▸ **Texte fourni**
────────
Historiquement, que représentent les notions de gauche et droite en politique ? Les politiques de gauche, y compris les idéologies communistes et socialistes, sont associées à la lutte des classes économiques et à la redistribution des biens pour parvenir à un plus grand égalitarisme entre les nantis et les démunis. La droite, en revanche, est considérée comme le défenseur de l’ordre social existant, des marchés libres, et donc bénéfique aux élites.
La gauche s’oriente vers des questions culturelles woke, et laisse derrière elle ses militants et sympathisants traditionnels, la classe ouvrière. Mais les nuances entre « gauche » et « droite » - des termes déjà vagues au départ - semblent subir un changement massif dans l’Occident moderne à partir des années 1960 et surtout au cours des dernières décennies.
Les mouvements socialistes ou communistes classiques, qui ont vu le jour en Europe dans les années 1800, étaient populaires parmi les travailleurs de la deuxième révolution industrielle qui se déroulait sur tout le continent. Les mauvaises conditions de travail et la pauvreté écrasante ont convaincu de nombreuses personnes qu’une réforme économique et politique était nécessaire et inévitable.
Aujourd’hui, le courant dominant de la gauche a toutefois largement abandonné sa rhétorique sur la classe ouvrière, et les électeurs ouvriers de tout l’Occident se tournent à leur tour vers les partis et les candidats de droite.
M. Kaiserbauch, un YouTubeur de la République tchèque qui commente les questions sociales et économiques touchant l’Europe et le reste du monde, a décrit ce qu’il appelle l’inversion des pôles politiques entre gauche et droite dans une vidéo du 11 avril.
Intitulée Long March Through the Institutions, la vidéo traite des idées de la gauche radicale influencée par l’École de Francfort et les manifestations de 1968 qui ont lentement pénétré les institutions des pays occidentaux, affectant et orientant ainsi l’opinion publique. La vidéo traite aussi des conséquences de ces idées de la gauche radicale sur la carte politique de l’Occident.
────────
▸ **Données enregistrées**

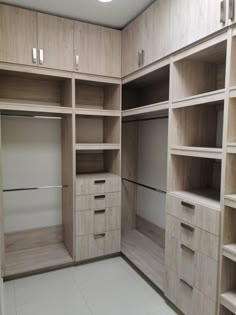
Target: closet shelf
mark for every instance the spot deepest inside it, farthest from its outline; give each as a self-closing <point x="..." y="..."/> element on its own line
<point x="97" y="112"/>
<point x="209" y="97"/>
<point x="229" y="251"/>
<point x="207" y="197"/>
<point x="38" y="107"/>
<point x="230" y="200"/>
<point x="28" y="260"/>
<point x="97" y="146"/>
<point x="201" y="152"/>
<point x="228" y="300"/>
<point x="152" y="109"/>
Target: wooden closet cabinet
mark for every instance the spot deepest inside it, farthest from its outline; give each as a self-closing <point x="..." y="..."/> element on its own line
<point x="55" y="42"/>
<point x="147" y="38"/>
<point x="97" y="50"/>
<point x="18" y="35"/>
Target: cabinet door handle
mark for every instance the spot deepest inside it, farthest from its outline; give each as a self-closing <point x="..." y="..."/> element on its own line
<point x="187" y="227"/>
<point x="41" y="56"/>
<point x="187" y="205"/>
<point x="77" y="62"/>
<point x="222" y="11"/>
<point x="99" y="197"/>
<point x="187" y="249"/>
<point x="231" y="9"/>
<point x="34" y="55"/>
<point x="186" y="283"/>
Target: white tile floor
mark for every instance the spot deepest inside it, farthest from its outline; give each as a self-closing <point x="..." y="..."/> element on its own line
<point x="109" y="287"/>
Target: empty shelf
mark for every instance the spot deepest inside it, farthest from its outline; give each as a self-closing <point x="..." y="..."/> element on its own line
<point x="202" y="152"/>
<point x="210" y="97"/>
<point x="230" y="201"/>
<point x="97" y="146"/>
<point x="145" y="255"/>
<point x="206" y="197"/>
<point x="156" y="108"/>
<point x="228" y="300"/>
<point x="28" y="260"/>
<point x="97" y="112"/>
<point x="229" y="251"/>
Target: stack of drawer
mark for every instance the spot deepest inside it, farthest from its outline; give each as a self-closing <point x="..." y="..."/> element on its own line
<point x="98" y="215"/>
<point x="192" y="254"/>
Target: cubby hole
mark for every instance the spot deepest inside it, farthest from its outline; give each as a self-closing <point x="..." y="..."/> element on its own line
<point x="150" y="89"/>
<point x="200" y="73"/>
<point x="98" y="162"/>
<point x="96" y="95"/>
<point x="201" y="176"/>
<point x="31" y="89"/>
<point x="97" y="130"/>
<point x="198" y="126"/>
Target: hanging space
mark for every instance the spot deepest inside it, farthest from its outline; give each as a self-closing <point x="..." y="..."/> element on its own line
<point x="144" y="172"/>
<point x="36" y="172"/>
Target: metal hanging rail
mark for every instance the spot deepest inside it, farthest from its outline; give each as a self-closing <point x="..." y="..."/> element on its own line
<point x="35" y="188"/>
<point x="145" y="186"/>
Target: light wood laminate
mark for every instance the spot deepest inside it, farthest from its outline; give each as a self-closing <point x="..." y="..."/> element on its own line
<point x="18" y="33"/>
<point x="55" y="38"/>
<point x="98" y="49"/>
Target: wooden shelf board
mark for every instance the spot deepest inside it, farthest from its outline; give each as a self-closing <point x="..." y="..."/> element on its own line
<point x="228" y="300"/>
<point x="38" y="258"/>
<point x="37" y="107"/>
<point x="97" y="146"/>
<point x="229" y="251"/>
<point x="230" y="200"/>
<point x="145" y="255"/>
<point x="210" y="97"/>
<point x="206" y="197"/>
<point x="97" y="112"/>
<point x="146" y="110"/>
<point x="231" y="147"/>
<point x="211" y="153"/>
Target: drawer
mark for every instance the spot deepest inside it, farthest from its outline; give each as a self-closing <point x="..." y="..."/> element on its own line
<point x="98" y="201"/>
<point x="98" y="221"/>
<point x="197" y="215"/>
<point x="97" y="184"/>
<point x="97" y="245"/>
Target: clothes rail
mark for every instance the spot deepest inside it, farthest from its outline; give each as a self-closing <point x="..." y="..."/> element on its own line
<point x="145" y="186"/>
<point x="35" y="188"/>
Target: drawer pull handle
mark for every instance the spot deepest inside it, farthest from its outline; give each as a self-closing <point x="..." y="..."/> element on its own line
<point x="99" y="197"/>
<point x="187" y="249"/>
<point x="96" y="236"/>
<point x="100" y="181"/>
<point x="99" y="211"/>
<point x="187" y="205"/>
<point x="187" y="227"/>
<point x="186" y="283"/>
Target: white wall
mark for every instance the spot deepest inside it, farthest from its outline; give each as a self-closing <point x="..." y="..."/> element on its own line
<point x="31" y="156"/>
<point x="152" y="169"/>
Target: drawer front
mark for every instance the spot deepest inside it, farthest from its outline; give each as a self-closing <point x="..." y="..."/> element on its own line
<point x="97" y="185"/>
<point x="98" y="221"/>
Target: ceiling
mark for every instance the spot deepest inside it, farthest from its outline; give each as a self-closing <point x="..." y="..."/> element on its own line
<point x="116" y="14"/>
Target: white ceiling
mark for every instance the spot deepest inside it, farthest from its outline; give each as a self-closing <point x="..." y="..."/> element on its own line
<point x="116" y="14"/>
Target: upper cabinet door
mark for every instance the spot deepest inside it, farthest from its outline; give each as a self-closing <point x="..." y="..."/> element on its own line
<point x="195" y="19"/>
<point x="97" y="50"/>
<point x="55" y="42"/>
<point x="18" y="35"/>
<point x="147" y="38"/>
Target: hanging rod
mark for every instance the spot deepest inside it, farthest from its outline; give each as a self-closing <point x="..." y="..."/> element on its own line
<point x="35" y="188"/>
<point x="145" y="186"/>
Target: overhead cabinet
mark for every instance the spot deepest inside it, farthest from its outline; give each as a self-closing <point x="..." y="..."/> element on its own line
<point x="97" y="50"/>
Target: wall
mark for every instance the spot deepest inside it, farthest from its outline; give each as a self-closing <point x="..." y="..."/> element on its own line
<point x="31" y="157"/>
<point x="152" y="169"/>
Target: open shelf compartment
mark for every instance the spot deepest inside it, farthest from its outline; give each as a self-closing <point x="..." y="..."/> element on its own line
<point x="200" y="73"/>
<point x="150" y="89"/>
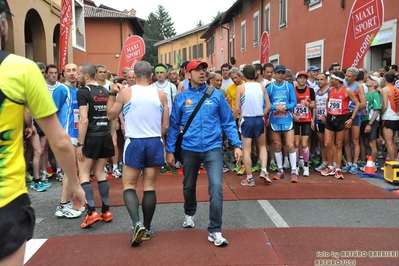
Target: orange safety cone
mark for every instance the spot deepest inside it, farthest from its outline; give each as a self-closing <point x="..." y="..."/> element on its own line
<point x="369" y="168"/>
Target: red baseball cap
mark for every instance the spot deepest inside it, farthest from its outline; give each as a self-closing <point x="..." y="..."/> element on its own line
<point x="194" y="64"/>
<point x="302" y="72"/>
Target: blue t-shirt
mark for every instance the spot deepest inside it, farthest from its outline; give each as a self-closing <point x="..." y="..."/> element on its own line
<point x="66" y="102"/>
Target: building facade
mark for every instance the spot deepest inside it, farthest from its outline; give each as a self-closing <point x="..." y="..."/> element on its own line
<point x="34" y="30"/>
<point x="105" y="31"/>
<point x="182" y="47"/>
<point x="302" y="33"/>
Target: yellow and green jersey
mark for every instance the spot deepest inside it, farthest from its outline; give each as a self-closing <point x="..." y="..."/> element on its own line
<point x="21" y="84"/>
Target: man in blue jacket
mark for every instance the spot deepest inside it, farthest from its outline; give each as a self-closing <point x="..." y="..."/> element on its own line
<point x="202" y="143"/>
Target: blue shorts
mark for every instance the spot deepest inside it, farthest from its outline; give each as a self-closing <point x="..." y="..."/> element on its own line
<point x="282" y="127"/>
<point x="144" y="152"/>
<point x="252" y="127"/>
────────
▸ **Consigne**
D'après le texte fourni, à quelle date M. Kaiserbauch a-t-il publié sa vidéo sur l'inversion des pôles politiques ?

▸ **Résultat**
Le 11 avril.